(Task instructions)
Rewrite all of the records below, changing every "Put a dot on" to "Mark" and leaving everything else as it is.

(Records supplied)
^^^^^^^^^^^^^^^^

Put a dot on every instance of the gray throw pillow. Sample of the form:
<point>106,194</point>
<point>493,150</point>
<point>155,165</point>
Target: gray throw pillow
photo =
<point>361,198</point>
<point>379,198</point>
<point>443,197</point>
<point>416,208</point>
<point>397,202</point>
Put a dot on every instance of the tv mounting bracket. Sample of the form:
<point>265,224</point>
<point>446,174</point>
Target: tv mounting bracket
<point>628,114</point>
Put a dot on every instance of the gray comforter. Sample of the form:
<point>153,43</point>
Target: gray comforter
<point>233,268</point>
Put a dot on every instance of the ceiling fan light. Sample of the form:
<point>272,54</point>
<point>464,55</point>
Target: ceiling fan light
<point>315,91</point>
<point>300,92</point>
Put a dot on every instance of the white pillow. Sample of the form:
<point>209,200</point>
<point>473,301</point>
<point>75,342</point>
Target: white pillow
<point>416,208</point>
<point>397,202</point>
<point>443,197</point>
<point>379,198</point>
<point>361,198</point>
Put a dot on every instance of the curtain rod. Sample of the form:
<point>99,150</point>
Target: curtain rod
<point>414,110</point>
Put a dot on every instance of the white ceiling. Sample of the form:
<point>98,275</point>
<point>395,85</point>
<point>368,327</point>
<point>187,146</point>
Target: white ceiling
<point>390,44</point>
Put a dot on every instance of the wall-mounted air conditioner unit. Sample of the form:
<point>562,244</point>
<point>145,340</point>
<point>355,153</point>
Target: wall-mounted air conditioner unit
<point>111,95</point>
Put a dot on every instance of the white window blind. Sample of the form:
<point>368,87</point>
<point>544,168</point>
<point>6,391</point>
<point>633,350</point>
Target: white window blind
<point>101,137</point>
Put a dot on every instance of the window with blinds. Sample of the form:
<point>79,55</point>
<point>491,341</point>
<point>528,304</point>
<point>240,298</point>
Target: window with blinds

^^^^^^^^^^^^^^^^

(Finished exercise)
Mark every instance of the gray throw pillow. Sample of the form:
<point>106,194</point>
<point>493,150</point>
<point>155,165</point>
Target: gray throw pillow
photo =
<point>361,198</point>
<point>379,198</point>
<point>443,197</point>
<point>416,208</point>
<point>397,202</point>
Mark every instance of the tv mounting bracket. Sample of the form:
<point>265,224</point>
<point>446,174</point>
Target: tv mounting bracket
<point>628,114</point>
Mark every instance of the gray comforter. Sample of the form:
<point>153,43</point>
Target: gray comforter
<point>233,268</point>
Mark every instance of the ceiling fan light. Sample of the form:
<point>272,54</point>
<point>464,55</point>
Target: ceiling fan light
<point>315,91</point>
<point>300,92</point>
Mark every instance of the white pillow. Sample of the form:
<point>209,200</point>
<point>473,301</point>
<point>75,342</point>
Target: white pillow
<point>416,208</point>
<point>397,202</point>
<point>443,197</point>
<point>379,198</point>
<point>361,198</point>
Mark every instance of the curtain rod. Sample of the form:
<point>99,150</point>
Target: curtain rod
<point>414,110</point>
Mark every instance of the white ceiling. Sample of the form:
<point>98,275</point>
<point>395,85</point>
<point>368,327</point>
<point>187,146</point>
Target: white ceiling
<point>390,44</point>
Mark every instance of the wall-mounted air conditioner unit. Sample of the form:
<point>562,244</point>
<point>145,340</point>
<point>355,153</point>
Target: wall-mounted air conditioner unit
<point>111,95</point>
Mark every instance of the white window blind. Sample of the form:
<point>368,87</point>
<point>544,168</point>
<point>6,391</point>
<point>633,350</point>
Target: white window blind
<point>101,137</point>
Mark every instance of the window with blinds. Sample of the form:
<point>79,55</point>
<point>491,341</point>
<point>528,304</point>
<point>240,298</point>
Target: window with blinds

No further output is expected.